What you will do
Express every one of the rows below as a two-column Markdown table, with Line for the row number and Text for that row's wording. Skip blank lines and omit the pictures.

Material to process
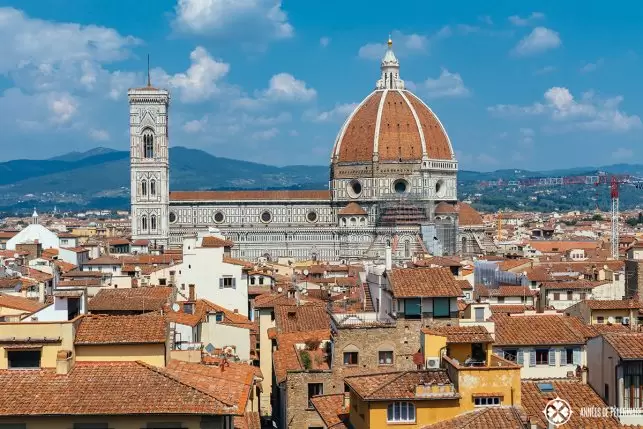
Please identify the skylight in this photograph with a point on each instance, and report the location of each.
(546, 387)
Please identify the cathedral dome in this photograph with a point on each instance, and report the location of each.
(391, 124)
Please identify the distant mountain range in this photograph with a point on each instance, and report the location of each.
(100, 177)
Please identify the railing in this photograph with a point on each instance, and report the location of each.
(185, 345)
(361, 319)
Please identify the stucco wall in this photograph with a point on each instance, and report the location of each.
(153, 354)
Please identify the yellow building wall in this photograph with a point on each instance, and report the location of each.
(153, 354)
(426, 413)
(606, 314)
(63, 330)
(433, 345)
(114, 422)
(489, 380)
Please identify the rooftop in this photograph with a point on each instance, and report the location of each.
(423, 282)
(147, 329)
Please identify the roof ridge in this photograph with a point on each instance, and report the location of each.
(164, 372)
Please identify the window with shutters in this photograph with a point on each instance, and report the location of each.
(511, 354)
(542, 356)
(227, 282)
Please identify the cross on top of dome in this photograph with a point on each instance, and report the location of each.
(390, 70)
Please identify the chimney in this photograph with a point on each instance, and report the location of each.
(64, 362)
(41, 292)
(347, 400)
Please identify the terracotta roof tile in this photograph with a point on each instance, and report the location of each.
(423, 282)
(627, 345)
(575, 284)
(486, 418)
(19, 303)
(331, 410)
(135, 299)
(294, 318)
(576, 393)
(230, 384)
(103, 388)
(249, 195)
(461, 334)
(122, 330)
(353, 209)
(537, 330)
(468, 216)
(398, 385)
(613, 304)
(104, 260)
(211, 241)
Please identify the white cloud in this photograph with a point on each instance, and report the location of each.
(285, 87)
(200, 81)
(62, 107)
(545, 70)
(241, 19)
(568, 113)
(529, 20)
(195, 125)
(98, 135)
(268, 134)
(485, 19)
(623, 154)
(337, 114)
(46, 45)
(446, 85)
(590, 67)
(540, 39)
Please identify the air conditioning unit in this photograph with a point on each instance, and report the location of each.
(433, 363)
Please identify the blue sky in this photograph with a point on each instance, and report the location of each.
(530, 84)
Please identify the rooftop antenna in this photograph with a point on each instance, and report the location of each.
(149, 82)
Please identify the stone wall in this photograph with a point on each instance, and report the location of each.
(298, 413)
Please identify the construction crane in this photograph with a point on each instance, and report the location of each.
(614, 181)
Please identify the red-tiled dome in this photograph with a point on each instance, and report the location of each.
(395, 125)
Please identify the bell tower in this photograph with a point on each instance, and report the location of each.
(149, 164)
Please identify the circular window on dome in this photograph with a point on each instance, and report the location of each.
(439, 187)
(218, 217)
(401, 186)
(266, 216)
(312, 216)
(354, 188)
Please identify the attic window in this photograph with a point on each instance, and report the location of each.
(546, 387)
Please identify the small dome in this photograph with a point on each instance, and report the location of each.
(445, 208)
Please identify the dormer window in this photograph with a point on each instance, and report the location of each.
(148, 144)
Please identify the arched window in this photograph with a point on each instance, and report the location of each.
(400, 412)
(148, 144)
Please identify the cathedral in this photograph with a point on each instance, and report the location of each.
(393, 181)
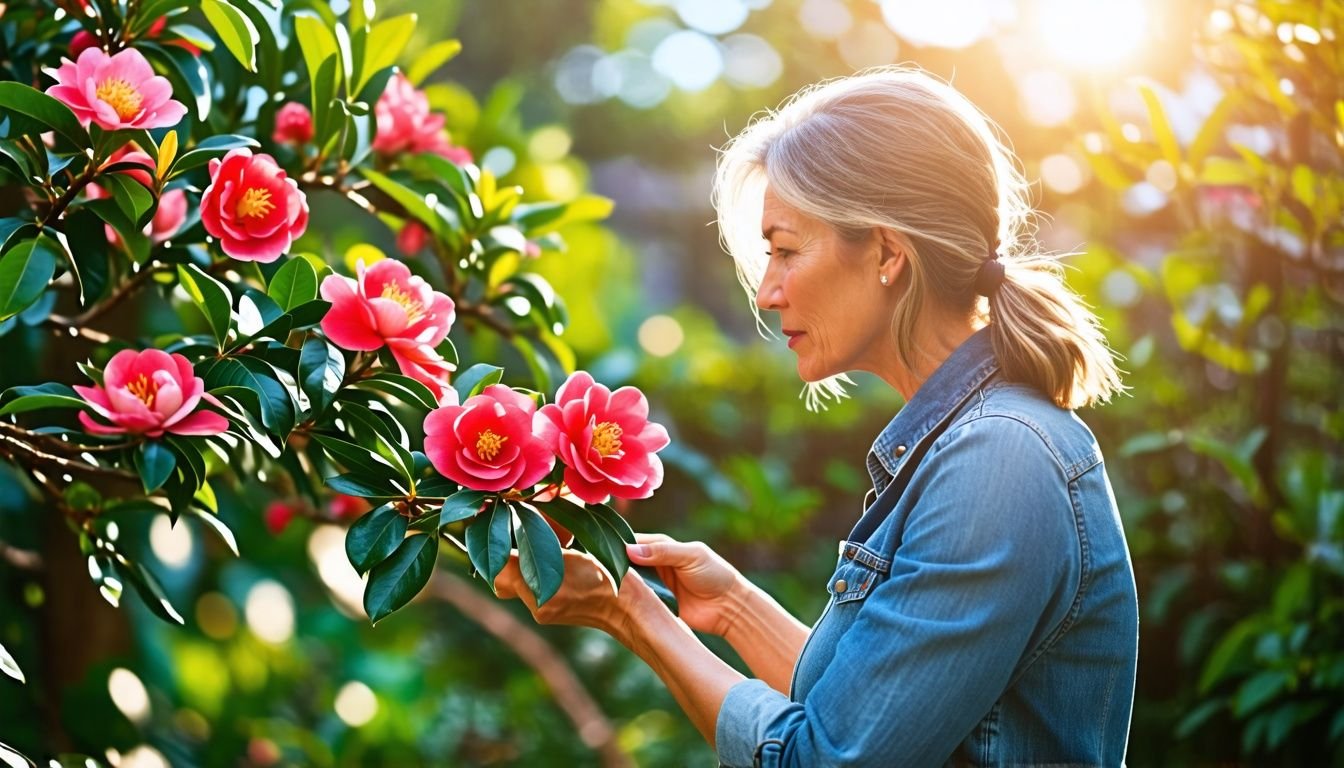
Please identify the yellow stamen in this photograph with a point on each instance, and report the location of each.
(488, 445)
(414, 310)
(144, 389)
(256, 203)
(120, 96)
(606, 437)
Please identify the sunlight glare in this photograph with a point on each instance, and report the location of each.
(1094, 34)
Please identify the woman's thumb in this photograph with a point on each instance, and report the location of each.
(659, 553)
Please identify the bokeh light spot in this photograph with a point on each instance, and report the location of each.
(661, 335)
(270, 612)
(356, 704)
(129, 694)
(172, 544)
(692, 61)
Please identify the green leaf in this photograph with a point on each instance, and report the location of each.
(402, 388)
(600, 540)
(358, 459)
(24, 273)
(1161, 127)
(8, 666)
(432, 58)
(235, 30)
(210, 295)
(262, 381)
(461, 506)
(352, 484)
(217, 525)
(321, 57)
(476, 378)
(488, 541)
(208, 149)
(540, 558)
(42, 396)
(411, 201)
(132, 197)
(149, 589)
(155, 463)
(45, 109)
(394, 581)
(321, 367)
(375, 537)
(14, 759)
(386, 41)
(295, 284)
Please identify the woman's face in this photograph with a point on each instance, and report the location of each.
(832, 305)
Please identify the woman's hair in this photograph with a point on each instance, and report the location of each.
(899, 149)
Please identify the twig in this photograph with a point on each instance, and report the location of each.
(593, 728)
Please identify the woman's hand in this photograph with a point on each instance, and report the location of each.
(704, 584)
(585, 599)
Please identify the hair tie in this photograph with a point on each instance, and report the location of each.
(989, 277)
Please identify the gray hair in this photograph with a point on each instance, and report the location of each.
(897, 148)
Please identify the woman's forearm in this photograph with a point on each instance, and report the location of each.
(698, 679)
(766, 636)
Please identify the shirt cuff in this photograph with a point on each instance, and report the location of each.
(746, 714)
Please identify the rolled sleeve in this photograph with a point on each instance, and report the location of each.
(985, 557)
(745, 720)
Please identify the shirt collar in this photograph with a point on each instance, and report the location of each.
(964, 371)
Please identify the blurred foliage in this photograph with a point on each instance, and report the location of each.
(1214, 253)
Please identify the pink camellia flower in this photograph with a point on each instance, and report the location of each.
(347, 507)
(81, 42)
(411, 237)
(386, 304)
(604, 439)
(293, 124)
(116, 92)
(149, 393)
(406, 124)
(488, 443)
(252, 206)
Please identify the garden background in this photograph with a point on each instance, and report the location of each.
(1190, 160)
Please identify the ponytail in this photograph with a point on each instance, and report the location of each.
(1044, 335)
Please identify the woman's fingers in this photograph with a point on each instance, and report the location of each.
(665, 552)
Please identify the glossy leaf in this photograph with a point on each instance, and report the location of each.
(320, 371)
(394, 581)
(475, 379)
(235, 30)
(210, 296)
(24, 273)
(8, 666)
(295, 284)
(539, 554)
(40, 396)
(374, 537)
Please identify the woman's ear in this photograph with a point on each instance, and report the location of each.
(894, 252)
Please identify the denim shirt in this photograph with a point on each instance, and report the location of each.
(983, 611)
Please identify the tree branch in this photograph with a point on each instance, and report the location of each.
(593, 728)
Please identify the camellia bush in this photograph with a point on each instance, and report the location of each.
(171, 147)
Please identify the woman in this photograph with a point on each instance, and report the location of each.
(983, 609)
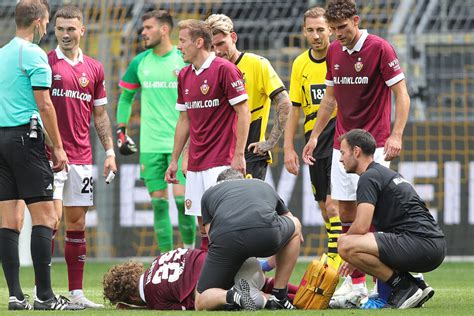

Written answer
| Line | Text |
|---|---|
| 1 | Please identify the skylight in this photograph with a point on each instance, and report the location of each. |
| 2 | (546, 387) |
| 3 | Please identify the cathedral dome in this photograph with a point on each instance, and report the location of each. |
| 4 | (391, 124) |
| 5 | Please identify the distant mountain range in this photograph with a point on each instance, and report the location of each. |
| 6 | (100, 177) |
| 7 | Please identify the railing in this photograph with a point on each instance, and report the location of each. |
| 8 | (185, 345) |
| 9 | (361, 319) |
| 10 | Please identify the stucco wall in this photograph with a point on each instance, and report the location of each. |
| 11 | (153, 354) |
| 12 | Please identify the yellow building wall in this photograph with a point on each instance, and report the location of each. |
| 13 | (153, 354) |
| 14 | (426, 413) |
| 15 | (606, 314) |
| 16 | (63, 330) |
| 17 | (433, 345) |
| 18 | (114, 422) |
| 19 | (489, 380) |
| 20 | Please identify the rooftop in this photograph with a point on each instance, and report the location of each. |
| 21 | (423, 282) |
| 22 | (147, 329) |
| 23 | Please identify the roof ridge in this photograph with a point on each instance, and report the location of each. |
| 24 | (164, 372) |
| 25 | Please identify the window with shutters in this photograph with a point on each instance, and report the location of each. |
| 26 | (511, 354) |
| 27 | (542, 356) |
| 28 | (227, 282) |
| 29 | Please identify the cross on top of dome in this photograph with a point on each instance, and report the location of each. |
| 30 | (390, 70) |
| 31 | Please identify the chimney in this photograph with a point on each instance, and report the location of each. |
| 32 | (64, 362) |
| 33 | (41, 292) |
| 34 | (347, 400) |
| 35 | Please identify the terracotta roof tile in this photograph with a point on each instance, and report the location of each. |
| 36 | (423, 282) |
| 37 | (627, 345) |
| 38 | (575, 284) |
| 39 | (486, 418) |
| 40 | (19, 303) |
| 41 | (331, 410) |
| 42 | (135, 299) |
| 43 | (294, 318) |
| 44 | (576, 393) |
| 45 | (230, 384) |
| 46 | (103, 388) |
| 47 | (249, 195) |
| 48 | (461, 334) |
| 49 | (122, 330) |
| 50 | (353, 209) |
| 51 | (537, 330) |
| 52 | (468, 216) |
| 53 | (398, 385) |
| 54 | (613, 304) |
| 55 | (104, 260) |
| 56 | (211, 241) |
| 57 | Please identify the white cloud in this photograph with a point on each instance, and report the location of each. |
| 58 | (285, 87) |
| 59 | (200, 81) |
| 60 | (62, 107) |
| 61 | (545, 70) |
| 62 | (241, 19) |
| 63 | (568, 113) |
| 64 | (529, 20) |
| 65 | (195, 125) |
| 66 | (98, 135) |
| 67 | (268, 134) |
| 68 | (485, 19) |
| 69 | (623, 154) |
| 70 | (337, 114) |
| 71 | (46, 45) |
| 72 | (446, 85) |
| 73 | (590, 67) |
| 74 | (540, 39) |
| 75 | Please identify the air conditioning unit in this photograph with a point on each instance, and report the location of each. |
| 76 | (433, 363) |
| 77 | Please identify the blue sky in this photograph with a point on each instance, and report the location of each. |
| 78 | (530, 84) |
| 79 | Please identify the rooftop antenna in this photograph with a point on each instance, and report the location of each. |
| 80 | (149, 82) |
| 81 | Please identify the stone wall in this photograph with a point on each instance, and report the location of each. |
| 82 | (298, 413) |
| 83 | Please identify the construction crane in this photograph with a point on each instance, and report the location of each. |
| 84 | (614, 181) |
| 85 | Please identify the red-tiled dome in this photograph with a point on each instance, and report the location of each. |
| 86 | (395, 125) |
| 87 | Please identify the bell tower in this photograph with a point on each instance, and report the location of each. |
| 88 | (149, 164) |
| 89 | Please identify the circular window on dome in this photograph with a point on each instance, and report the location of each. |
| 90 | (439, 187) |
| 91 | (218, 217) |
| 92 | (401, 186) |
| 93 | (266, 216) |
| 94 | (312, 216) |
| 95 | (354, 188) |
| 96 | Please identify the attic window in this photograph with a point on each instance, and report the location of each. |
| 97 | (546, 387) |
| 98 | Please identify the small dome in this photograph with a point on each instance, and report the location of each. |
| 99 | (445, 208) |
| 100 | Please identify the dormer window in this photograph with a point on each instance, and report the location of each. |
| 101 | (148, 144) |
| 102 | Please identify the arched window in this photograph with a point on each instance, and report the location of each. |
| 103 | (400, 412) |
| 104 | (148, 144) |
| 105 | Please identify the cathedral in this photograph with a point on each instance, and report the location of each. |
| 106 | (393, 181) |
| 107 | Please identify the yellow stamen in this photograph with a point on each instance, and report the location of each. |
| 108 | (488, 445) |
| 109 | (414, 310) |
| 110 | (144, 389) |
| 111 | (256, 203) |
| 112 | (120, 96) |
| 113 | (606, 437) |
| 114 | Please identify the sunlight glare in this photograph with a point on each instance, and report the location of each. |
| 115 | (1094, 34) |
| 116 | Please identify the woman's thumb in this photograph with a point on each instance, and report the location of each. |
| 117 | (659, 553) |
| 118 | Please identify the bokeh light spot in this photograph with a point on each instance, and report the location of each. |
| 119 | (661, 335) |
| 120 | (270, 612) |
| 121 | (356, 704) |
| 122 | (129, 694) |
| 123 | (172, 544) |
| 124 | (692, 61) |
| 125 | Please identify the green leaf in this photograph with a point on each instance, and report the location of each. |
| 126 | (402, 388) |
| 127 | (600, 540) |
| 128 | (358, 459) |
| 129 | (24, 273) |
| 130 | (1161, 127) |
| 131 | (8, 666) |
| 132 | (432, 58) |
| 133 | (235, 30) |
| 134 | (210, 295) |
| 135 | (262, 381) |
| 136 | (461, 506) |
| 137 | (352, 484) |
| 138 | (217, 525) |
| 139 | (321, 57) |
| 140 | (476, 378) |
| 141 | (488, 541) |
| 142 | (208, 149) |
| 143 | (540, 558) |
| 144 | (42, 396) |
| 145 | (411, 201) |
| 146 | (132, 197) |
| 147 | (149, 589) |
| 148 | (155, 463) |
| 149 | (45, 109) |
| 150 | (394, 581) |
| 151 | (321, 367) |
| 152 | (375, 537) |
| 153 | (14, 759) |
| 154 | (386, 41) |
| 155 | (295, 284) |
| 156 | Please identify the woman's face in this photograph with a point on each instance, and report the location of each. |
| 157 | (832, 305) |
| 158 | Please identify the woman's hair in this photograph with a point on each instance, and report the location of each. |
| 159 | (899, 149) |
| 160 | Please identify the twig in this photograph with a point on each instance, and report the location of each. |
| 161 | (593, 728) |
| 162 | Please identify the woman's hand in this photograph with a point on each instance, and report the location of each. |
| 163 | (704, 584) |
| 164 | (585, 599) |
| 165 | Please identify the hair tie in this photograph with a point on each instance, and report the location of each. |
| 166 | (989, 277) |
| 167 | Please identify the gray hair in this photograph with a point on each instance, and report the location of each. |
| 168 | (897, 148) |
| 169 | Please identify the woman's forearm in this photograph with a point on each instance, and report the location of each. |
| 170 | (698, 679) |
| 171 | (766, 636) |
| 172 | Please identify the shirt cuff in this photograph with a point on each instance, and report the location of each. |
| 173 | (746, 714) |
| 174 | Please identify the rolled sleeve in this photograph with a point on each instance, and report the location of each. |
| 175 | (985, 557) |
| 176 | (745, 720) |
| 177 | Please identify the shirt collar in this photograph with a point on each instance, and report the location of each. |
| 178 | (964, 371) |
| 179 | Please identify the blurred foliage in this photograph with a point on each instance, and report the location of each. |
| 180 | (1214, 253) |
| 181 | Please identify the pink camellia flower in this photograph with a point on each instance, and report the location of each. |
| 182 | (347, 507) |
| 183 | (81, 42) |
| 184 | (411, 237) |
| 185 | (386, 304) |
| 186 | (604, 439) |
| 187 | (293, 124) |
| 188 | (116, 92) |
| 189 | (149, 393) |
| 190 | (406, 124) |
| 191 | (488, 443) |
| 192 | (252, 206) |
| 193 | Please identify the garden background in this photograph with a point on each instance, and report the location of each. |
| 194 | (1190, 160) |
| 195 | Please identify the ponytail in this photograph with a point on each instance, and report the location of each. |
| 196 | (1044, 335) |
| 197 | Please identify the woman's fingers in this photograph with a point on each instance, and report the location of each. |
| 198 | (665, 552) |
| 199 | Please identify the glossy leaf in this photograph with a point on each instance, and report the location of each. |
| 200 | (320, 371) |
| 201 | (394, 581) |
| 202 | (475, 379) |
| 203 | (235, 30) |
| 204 | (210, 296) |
| 205 | (24, 273) |
| 206 | (8, 666) |
| 207 | (295, 284) |
| 208 | (539, 554) |
| 209 | (40, 396) |
| 210 | (374, 537) |
| 211 | Please identify the woman's ear in this photograph with a point on each instance, and report the location of each. |
| 212 | (894, 252) |
| 213 | Please identify the denim shirt in this photograph with a point on each instance, and report the location of each. |
| 214 | (983, 611) |
| 215 | Please identify the tree branch in this photograph with a point on each instance, and report the location of each. |
| 216 | (593, 728) |
| 217 | Please identify the camellia bush in this photograph with a point on each instance, and report the location of each. |
| 218 | (171, 147) |
| 219 | Please identify the woman in this photograph with a point on each instance, and report the location of each. |
| 220 | (983, 609) |